• _EXCERPT PROVIDED_
It has long been known that the part of the brain called the amygdala is responsible for recognition of a threat and knowing whether to fight or flee from the danger.
Now, using functional magnetic resonance imaging, or fMRI, scientists at the Center for Healthy Minds at the University of Wisconsin–Madison Waisman Center are watching the duration of the amygdala response in the brains of healthy people when exposed to negative images. How long the recovery takes may be an indicator of personality traits like neuroticism.
Recently published in the journal Social Cognitive and Affective Neuroscience, the study specifically examines how the amygdala responds and recovers from negative stimuli. One of the more primitive parts of the mammalian brain, the amygdala is central to processing emotion, including activating changes in the body that often accompany emotion. In terms of its evolutionary function, this region of the brain is part of a circuit that is key to our sense of fear recognition and alertness to danger.
While the role of the amygdala has been understood and well documented, the time course for the response-recovery process has never been investigated, nor observed, until the recent advance of fMRI analysis methods.
“Past studies looking at the temporal unfolding of emotional responses have focused on reports of emotional experience obtained from interviews and questionnaires,” says Tammi Kral, research specialist at the Center and an author of the paper. “This study is different because it looks at the temporal activity in the brain via fMRI.”

• _RECORD EXCERPTS_
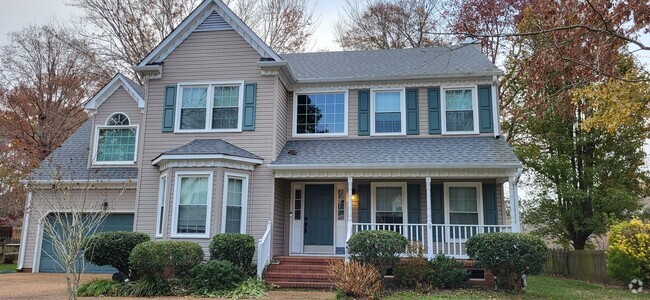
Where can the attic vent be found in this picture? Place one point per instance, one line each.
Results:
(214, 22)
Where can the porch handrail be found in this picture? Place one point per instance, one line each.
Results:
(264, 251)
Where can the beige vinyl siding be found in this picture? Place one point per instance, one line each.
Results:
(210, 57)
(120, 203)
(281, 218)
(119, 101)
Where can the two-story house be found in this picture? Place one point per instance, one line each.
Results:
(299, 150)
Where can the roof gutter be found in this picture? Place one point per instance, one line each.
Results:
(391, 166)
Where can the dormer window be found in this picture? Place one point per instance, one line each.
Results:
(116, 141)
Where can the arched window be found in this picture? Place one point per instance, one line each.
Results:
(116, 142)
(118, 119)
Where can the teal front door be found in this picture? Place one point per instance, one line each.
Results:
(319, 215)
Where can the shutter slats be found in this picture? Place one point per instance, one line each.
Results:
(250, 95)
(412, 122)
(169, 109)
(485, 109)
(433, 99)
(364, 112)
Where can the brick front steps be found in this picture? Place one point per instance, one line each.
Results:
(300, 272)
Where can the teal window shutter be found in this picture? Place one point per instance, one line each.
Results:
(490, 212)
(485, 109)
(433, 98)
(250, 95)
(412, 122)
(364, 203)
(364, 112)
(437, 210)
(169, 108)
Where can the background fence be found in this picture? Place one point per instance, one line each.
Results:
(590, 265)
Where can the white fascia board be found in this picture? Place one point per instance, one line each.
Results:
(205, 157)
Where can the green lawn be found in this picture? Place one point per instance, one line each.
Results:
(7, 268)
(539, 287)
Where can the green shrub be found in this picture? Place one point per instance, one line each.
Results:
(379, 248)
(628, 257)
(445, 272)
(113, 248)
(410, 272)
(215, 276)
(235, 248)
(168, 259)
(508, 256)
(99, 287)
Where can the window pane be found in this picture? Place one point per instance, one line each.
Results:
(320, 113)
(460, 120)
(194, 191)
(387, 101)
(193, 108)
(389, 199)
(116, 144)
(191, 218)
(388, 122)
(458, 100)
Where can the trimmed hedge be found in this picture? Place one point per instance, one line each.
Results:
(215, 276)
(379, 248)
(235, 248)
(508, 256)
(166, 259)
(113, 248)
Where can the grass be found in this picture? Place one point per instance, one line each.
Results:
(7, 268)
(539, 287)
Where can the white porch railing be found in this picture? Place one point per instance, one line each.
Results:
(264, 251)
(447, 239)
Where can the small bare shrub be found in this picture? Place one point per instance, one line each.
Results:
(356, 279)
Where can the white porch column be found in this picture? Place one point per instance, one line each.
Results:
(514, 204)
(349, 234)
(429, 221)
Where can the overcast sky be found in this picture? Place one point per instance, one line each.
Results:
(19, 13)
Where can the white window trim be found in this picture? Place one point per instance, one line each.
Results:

* * *

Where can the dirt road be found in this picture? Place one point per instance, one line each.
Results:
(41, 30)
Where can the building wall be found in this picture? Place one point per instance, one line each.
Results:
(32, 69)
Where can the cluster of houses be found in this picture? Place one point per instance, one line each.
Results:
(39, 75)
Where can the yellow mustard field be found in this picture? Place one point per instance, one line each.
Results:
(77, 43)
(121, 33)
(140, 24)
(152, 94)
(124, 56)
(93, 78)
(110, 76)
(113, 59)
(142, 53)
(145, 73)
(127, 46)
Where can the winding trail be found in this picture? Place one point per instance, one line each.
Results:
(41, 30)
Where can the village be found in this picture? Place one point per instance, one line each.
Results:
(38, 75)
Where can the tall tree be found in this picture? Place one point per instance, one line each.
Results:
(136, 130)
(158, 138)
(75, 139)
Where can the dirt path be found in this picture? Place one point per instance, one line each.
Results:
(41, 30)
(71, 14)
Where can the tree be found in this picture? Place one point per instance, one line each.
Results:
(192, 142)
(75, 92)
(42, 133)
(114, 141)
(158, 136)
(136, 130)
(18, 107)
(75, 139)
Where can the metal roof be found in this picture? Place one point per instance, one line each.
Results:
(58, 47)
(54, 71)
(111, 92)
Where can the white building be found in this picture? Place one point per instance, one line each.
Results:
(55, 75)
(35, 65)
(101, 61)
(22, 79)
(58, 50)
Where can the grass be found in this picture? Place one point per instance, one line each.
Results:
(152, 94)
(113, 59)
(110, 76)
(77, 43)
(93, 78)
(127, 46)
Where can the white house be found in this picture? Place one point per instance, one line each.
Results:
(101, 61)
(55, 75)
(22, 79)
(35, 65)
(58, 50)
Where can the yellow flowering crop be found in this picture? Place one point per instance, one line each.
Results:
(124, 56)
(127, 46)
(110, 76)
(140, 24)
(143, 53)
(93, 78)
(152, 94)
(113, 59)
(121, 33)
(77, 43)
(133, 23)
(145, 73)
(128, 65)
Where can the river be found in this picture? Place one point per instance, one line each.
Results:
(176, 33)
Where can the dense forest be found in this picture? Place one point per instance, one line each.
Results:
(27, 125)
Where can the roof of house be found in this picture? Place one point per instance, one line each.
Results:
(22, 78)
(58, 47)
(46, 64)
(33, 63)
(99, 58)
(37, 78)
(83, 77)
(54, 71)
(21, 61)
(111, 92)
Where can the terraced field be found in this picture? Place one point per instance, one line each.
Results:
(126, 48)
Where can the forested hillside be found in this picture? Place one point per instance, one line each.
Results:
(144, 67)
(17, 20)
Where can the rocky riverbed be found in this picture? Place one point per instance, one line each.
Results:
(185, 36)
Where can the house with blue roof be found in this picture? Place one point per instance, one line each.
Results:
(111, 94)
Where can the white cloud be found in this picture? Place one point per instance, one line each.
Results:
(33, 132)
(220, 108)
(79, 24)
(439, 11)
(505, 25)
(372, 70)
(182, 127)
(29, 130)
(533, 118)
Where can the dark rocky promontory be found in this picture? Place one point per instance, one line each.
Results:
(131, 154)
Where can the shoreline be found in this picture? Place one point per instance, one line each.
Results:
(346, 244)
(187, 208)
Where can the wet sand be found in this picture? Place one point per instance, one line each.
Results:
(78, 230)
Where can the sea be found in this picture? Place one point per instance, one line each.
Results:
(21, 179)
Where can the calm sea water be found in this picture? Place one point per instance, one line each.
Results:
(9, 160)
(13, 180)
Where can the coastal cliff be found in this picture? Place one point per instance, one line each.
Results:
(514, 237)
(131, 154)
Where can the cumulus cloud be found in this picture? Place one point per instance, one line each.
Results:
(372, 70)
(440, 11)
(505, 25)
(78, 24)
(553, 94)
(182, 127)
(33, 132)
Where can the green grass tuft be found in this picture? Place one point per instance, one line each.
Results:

--

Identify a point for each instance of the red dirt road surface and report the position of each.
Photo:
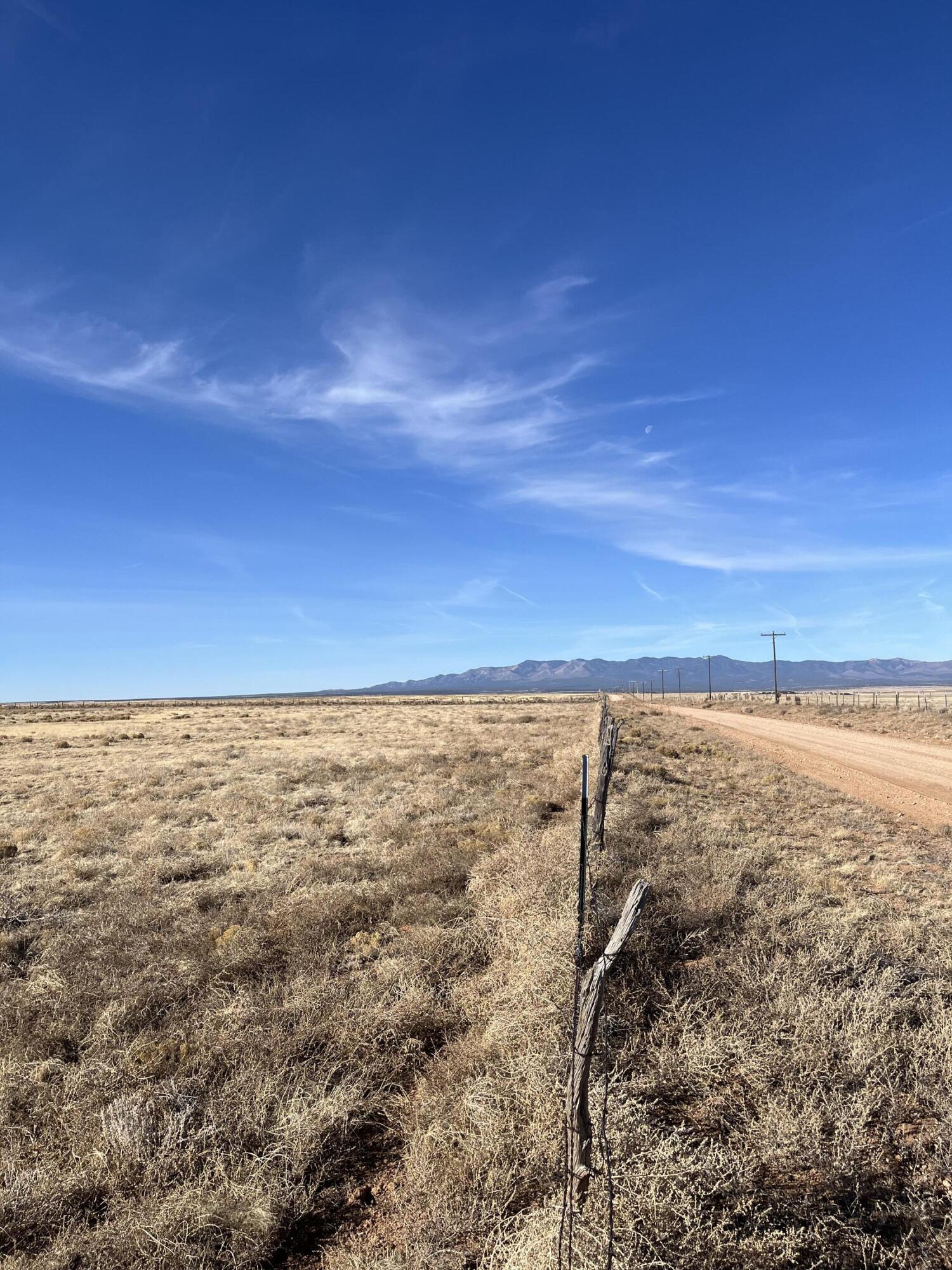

• _ACTIVITY_
Continue the article on how the amygdala responds to and recovers from negative images, starting after the sentence ending "looks at the temporal activity in the brain via fMRI."

• _REPLY_
Through the lens of fMRI, scientists can measure the activation in the amygdala as it reacts to negative stimuli, and the subsequent recovery after the stimulus ends. This study shows that while the initial reactivity of the amygdala does not predict personality traits, a sluggish response-recovery time may be a predictor of neuroticism.
“People’s responses to negative emotional stimuli, and their ability to regulate those responses, can be a major factor in depression, anxiety and other psychological disorders,” says Kral. “In the case of depression, the person is often ruminating, perseverating – they’re unable to let go of the negative experience.”
The study could have clinical applications because it implies that changing the way people recover from negative occurrences may be a good way to improve their emotional well-being. Research from other groups also supports the idea that individual differences in emotional recovery affect overall well-being.